● Source document:
* * * * * * * * *

# Solved: Wireless connection



## knj (Jun 18, 2005)

I live in Spain but I need to connect my new Samsung Galaxy Note 10.1 via VPN to show that I am in UK (otherwise everything is in Spanish). If I hover my mouse over the internet connection it shows D Linc & MPN LUX. My Note WIFI connection shows only the Dlink. If I change the MPN connection to UK how can I get this connection on the Note?


----------



## knj (Jun 18, 2005)

Forgot to say that the Dlink & MPNLUX are showing on my PC.


----------



## VimmRa (Nov 30, 2012)

The Android operating system should be in English regardless of your geographical location. Most web pages have an option to change the region to something other than what is automatically detected.

If you need to connect to your VPN network, however, you must first connect to a local wireless network, and then you'll open your VPN software and authenticate to your network.


----------



## knj (Jun 18, 2005)

Thanks. I will give that a try. The OS is in English, But Samsungapps web site comes up in French.

* * * * * * * * *

● Required task:
Carry on the forum thread about connecting a tablet to a VPN over a wireless network, beginning after its final post.

* * * * * * * * *

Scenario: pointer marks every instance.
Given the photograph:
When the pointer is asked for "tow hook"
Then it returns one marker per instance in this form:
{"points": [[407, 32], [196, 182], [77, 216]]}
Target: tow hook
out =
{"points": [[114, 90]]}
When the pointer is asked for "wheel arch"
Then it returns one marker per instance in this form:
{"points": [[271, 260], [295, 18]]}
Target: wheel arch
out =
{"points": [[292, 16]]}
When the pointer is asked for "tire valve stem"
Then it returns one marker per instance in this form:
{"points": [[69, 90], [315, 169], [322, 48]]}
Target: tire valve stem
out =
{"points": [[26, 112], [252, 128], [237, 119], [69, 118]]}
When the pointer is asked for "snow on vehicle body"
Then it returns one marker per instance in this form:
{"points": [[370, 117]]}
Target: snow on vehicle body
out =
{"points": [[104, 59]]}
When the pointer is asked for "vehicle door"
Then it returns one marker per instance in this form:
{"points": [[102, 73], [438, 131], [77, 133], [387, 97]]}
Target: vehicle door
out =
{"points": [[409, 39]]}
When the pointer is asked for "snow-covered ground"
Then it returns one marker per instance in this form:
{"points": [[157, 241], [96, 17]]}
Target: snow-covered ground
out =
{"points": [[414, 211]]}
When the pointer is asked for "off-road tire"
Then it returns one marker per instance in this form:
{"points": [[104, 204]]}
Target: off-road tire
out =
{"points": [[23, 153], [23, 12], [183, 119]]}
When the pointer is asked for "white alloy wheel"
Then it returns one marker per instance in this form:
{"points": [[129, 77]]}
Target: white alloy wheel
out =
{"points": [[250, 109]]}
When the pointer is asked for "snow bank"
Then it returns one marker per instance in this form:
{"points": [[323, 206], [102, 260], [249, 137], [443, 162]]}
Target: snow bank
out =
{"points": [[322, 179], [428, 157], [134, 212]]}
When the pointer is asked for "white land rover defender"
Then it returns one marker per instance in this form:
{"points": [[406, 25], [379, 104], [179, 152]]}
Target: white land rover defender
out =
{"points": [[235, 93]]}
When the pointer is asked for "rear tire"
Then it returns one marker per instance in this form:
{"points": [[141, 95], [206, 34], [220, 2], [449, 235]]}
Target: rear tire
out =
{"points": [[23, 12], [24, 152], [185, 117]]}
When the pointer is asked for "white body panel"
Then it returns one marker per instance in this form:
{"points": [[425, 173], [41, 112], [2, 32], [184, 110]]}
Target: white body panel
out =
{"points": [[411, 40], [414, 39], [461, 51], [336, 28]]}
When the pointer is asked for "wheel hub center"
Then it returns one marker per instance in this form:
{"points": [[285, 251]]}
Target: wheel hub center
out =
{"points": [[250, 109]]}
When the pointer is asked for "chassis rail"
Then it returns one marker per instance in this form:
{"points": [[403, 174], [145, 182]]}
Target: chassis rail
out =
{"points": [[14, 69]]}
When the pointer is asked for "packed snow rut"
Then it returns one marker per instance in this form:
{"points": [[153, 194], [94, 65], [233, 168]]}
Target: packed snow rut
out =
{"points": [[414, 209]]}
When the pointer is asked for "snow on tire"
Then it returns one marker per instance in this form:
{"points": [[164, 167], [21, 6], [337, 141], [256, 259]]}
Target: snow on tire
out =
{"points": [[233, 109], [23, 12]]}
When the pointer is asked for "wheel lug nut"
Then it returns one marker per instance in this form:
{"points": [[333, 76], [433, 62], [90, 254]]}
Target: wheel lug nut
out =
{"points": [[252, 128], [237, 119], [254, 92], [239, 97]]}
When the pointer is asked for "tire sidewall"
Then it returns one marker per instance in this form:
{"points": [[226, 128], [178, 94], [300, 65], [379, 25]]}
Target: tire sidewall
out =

* * * * * * * * *

● Right answer:
----------



## VimmRa (Nov 30, 2012)

That's because the site is detecting the ISP address as being in France. There should be an option on the website to change it to English if that's what you prefer. Many websites work this way. If you have a VPN server in the UK you can connect to an and app that works with it and Android, you can certainly use that, but browsing will be slower both because of the extra layer of security a VPN provides and because traffic will need to relay from Spain to the UK and back to Spain.


----------



## knj (Jun 18, 2005)

Problem solved with VPN. Samsung say it is not possible to change language.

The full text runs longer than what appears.